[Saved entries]

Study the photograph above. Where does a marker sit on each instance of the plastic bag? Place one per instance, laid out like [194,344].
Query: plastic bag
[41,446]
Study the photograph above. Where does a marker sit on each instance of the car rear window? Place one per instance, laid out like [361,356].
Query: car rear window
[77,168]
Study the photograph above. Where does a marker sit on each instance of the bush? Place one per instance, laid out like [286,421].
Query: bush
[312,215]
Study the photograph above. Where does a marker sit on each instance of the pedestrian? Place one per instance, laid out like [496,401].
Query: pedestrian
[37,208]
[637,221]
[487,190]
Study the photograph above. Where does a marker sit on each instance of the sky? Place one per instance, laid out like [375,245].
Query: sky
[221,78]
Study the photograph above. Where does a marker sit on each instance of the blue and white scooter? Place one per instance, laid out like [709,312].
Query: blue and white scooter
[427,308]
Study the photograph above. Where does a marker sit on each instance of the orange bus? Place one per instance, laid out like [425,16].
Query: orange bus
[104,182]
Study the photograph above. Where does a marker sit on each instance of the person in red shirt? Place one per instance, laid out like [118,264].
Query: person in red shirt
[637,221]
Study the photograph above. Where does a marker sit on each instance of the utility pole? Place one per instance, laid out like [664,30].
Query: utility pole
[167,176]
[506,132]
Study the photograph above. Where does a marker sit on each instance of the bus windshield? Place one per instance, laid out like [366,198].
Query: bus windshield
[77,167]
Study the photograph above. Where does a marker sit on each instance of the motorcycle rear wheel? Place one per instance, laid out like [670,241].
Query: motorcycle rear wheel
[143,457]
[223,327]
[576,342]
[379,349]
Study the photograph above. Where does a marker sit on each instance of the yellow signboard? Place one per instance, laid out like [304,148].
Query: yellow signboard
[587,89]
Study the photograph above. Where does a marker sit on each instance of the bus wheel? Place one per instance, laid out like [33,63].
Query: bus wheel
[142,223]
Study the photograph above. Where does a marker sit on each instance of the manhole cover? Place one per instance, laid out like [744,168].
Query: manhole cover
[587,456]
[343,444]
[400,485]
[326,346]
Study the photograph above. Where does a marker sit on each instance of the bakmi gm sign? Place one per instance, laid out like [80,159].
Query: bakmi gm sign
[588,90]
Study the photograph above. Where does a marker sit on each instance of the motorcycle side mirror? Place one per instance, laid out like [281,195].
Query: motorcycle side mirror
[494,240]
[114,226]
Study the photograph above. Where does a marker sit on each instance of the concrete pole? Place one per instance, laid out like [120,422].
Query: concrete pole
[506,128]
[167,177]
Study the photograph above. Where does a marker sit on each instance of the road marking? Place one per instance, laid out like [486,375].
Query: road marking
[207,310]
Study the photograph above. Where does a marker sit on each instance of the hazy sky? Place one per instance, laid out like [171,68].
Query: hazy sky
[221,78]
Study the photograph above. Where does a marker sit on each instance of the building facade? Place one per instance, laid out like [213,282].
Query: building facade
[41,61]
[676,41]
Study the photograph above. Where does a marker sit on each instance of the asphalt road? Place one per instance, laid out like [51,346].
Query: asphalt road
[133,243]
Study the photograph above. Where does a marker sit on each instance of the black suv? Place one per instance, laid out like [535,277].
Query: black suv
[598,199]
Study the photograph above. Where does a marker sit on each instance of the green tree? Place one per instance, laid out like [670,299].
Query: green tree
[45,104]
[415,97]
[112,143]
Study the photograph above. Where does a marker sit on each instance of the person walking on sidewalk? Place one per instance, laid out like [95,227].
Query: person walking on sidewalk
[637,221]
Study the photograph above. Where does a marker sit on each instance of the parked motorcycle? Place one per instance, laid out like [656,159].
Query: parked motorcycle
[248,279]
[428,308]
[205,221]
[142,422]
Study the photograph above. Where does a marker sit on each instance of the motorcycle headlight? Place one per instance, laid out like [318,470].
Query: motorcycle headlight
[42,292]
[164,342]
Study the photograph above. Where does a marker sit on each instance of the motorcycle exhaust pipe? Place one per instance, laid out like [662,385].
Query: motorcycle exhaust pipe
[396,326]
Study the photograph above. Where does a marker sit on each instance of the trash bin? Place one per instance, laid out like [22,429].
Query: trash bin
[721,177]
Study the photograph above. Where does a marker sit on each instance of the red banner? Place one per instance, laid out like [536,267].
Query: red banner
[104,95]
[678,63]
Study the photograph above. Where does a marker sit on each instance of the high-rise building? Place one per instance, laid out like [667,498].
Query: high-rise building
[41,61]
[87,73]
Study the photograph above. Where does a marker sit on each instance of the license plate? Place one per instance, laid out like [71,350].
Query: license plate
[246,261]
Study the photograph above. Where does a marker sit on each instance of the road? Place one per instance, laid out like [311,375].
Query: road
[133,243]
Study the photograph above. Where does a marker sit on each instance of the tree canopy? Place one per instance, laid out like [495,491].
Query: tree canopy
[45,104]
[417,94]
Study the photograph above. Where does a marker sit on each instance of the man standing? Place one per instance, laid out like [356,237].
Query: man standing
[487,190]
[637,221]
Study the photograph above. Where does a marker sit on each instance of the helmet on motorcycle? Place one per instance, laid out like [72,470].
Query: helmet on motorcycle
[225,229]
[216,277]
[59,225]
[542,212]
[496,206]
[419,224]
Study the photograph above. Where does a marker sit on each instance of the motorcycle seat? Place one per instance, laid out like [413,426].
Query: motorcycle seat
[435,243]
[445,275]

WHAT THIS TASK INVOLVES —
Word for word, return the entire set of entries.

RESULT FOR THIS TASK —
Study the photograph above. Where does a marker sit on each instance of the plastic bag? Place one per instance, laid out like [194,344].
Query: plastic bag
[41,446]
Study the photograph above. Where does a marker sit on each instance of the car rear window? Place one per instance, laid out like [361,356].
Query: car rear window
[77,168]
Study the photograph above. Where does a marker sit on each instance of the bush? Place one per instance, laid out like [286,421].
Query: bush
[312,215]
Study the photograph above. Where does a marker sit on each instance of the pedestrian? Place one per instance, laid out like [496,401].
Query: pedestrian
[37,208]
[637,221]
[487,190]
Study the photograph above. Where does a marker sit on each instance of the sky? Place one per instance, laid out like [375,245].
Query: sky
[221,78]
Study the photograph above. Where does a marker sit on each instance of the blue and white scooter? Place one per instance, laid out like [709,312].
Query: blue and white scooter
[427,308]
Study the photograph above. Where does a marker sit on each instance of the orange bus? Place one per instance, laid out like [425,16].
Query: orange bus
[104,182]
Study the photograph above. Where does a marker sit on each instance of the person in red shirt? Place one per instance, laid out like [118,264].
Query: person in red shirt
[637,221]
Study the photograph above. Where does a marker sit on each instance of the utility pole? Place one per instance, laid out like [664,30].
Query: utility pole
[167,176]
[506,132]
Study the photograph above. Where does a marker sit on each instance of the bus windshield? Place one per instance, laid out like [366,198].
Query: bus windshield
[77,167]
Study the photograph above. Where does a marker sit on each instance of the motorcycle rear wheel? Place one per instance, laid out like [670,241].
Query: motorcycle rear wheel
[143,457]
[223,327]
[576,342]
[379,349]
Study the photograph above. Where does a marker sit on each instance of the yellow signboard? Place one per instance, laid out like [304,148].
Query: yellow signboard
[587,89]
Study the photograph above. Where does a marker sit on each instance of the bus wheel? Place one per instance, laid out like [33,63].
Query: bus wheel
[142,223]
Study the photograph above. Where does a marker sit on each instance of the manhole cover? Place one per instance, laid out like [744,168].
Query: manhole cover
[587,456]
[343,444]
[400,485]
[326,346]
Study the photograph above. Where does a marker sit on each instance of the bakmi gm sign? Place one per instance, laid out like [80,159].
Query: bakmi gm sign
[588,90]
Study the photograph above. Where does a marker sit on each instance of the motorcycle side mirror? Place one per instance, laid out like [281,195].
Query: motorcycle side mirror
[494,240]
[114,226]
Study the photograph above. Where does a marker sit on each instance of the concrete pole? Place one per instance, laid out like [120,422].
Query: concrete pole
[506,128]
[167,177]
Study the photograph above. Where does a marker sit on each instance of the road marking? Place one per instance, laid out like [486,375].
Query: road marking
[207,310]
Study the photograph above. Where does a marker sit on each instance of the hazy sky? Place one per instance, laid out like [171,68].
Query: hazy sky
[221,78]
Study the photograph above. Where does a marker sit on each instance of the building facade? Place one per instance, laid out like [213,282].
Query: building facade
[41,61]
[676,41]
Study the photograph above. Where does a marker sit on each instance of the asphalt road? Place one per instance, laid out like [51,346].
Query: asphalt road
[133,243]
Study the photograph above. Where does a marker sit on each instance of the black suv? Place one per instance, laid out like [535,277].
Query: black suv
[598,199]
Study the photograph above. Where does a marker sit on each instance of the green tree? Place one per instance, laid out like [670,299].
Query: green tree
[45,104]
[415,97]
[112,143]
Study the photograph above. Where does a marker sit on each instance of the person walking on sidewalk? Place one per instance, laid out like [95,227].
Query: person walking on sidewalk
[637,221]
Study the photograph above. Where does a marker sit on each instance of the parked motorcycle? Place one per instance, laid out like [656,159].
Query: parked motorcycle
[248,279]
[428,308]
[205,221]
[142,422]
Study the photograph above. Where does a marker sit on each instance of the motorcycle headlight? Place one per instance, laid out like [318,470].
Query: motorcycle headlight
[42,292]
[164,342]
Study the photograph above. Where does a marker sit on each instance of the motorcycle exhaust pipe? Place one per instance, laid out like [662,385].
Query: motorcycle exhaust pipe
[396,326]
Study the photograph above. Where does a marker sit on each instance of the trash bin? Place one per instance, laid out like [22,429].
Query: trash bin
[721,177]
Study the photograph above. Where does a marker sit on each instance of the red banner? Place one per instance, laid out like [536,267].
Query: red banner
[104,95]
[678,63]
Study the photograph above. Where does a marker sit on each instance of the high-rise building? Place one per instance, laid out like [667,498].
Query: high-rise building
[41,61]
[87,73]
Study the photograph above. Where does a marker sit on each instance of the license plate? Place one per instance, laid out like [71,350].
Query: license plate
[246,261]
Study the photograph above. Where does a marker sit on each instance of the road? Place one per instance, laid out like [311,375].
Query: road
[133,243]
Study the photograph above. Where does a marker sit on each instance of the tree canopy? Place one per instance, laid out like [495,491].
Query: tree canopy
[45,104]
[417,94]
Study the photograph above. Where does a marker sit on each instance of the man standing? Place one per instance, laid out like [356,237].
Query: man standing
[487,190]
[637,221]
Study the photograph above. Where does a marker sit on each instance of the helmet on motorcycle? Place one per instance, laid out like [72,470].
Query: helmet on motorcycle
[225,229]
[216,277]
[59,225]
[542,212]
[496,206]
[419,224]
Study the photograph above. Where does a marker sit on each instance of the motorcycle seat? Place one per instance, laid out like [413,426].
Query: motorcycle seat
[435,243]
[445,275]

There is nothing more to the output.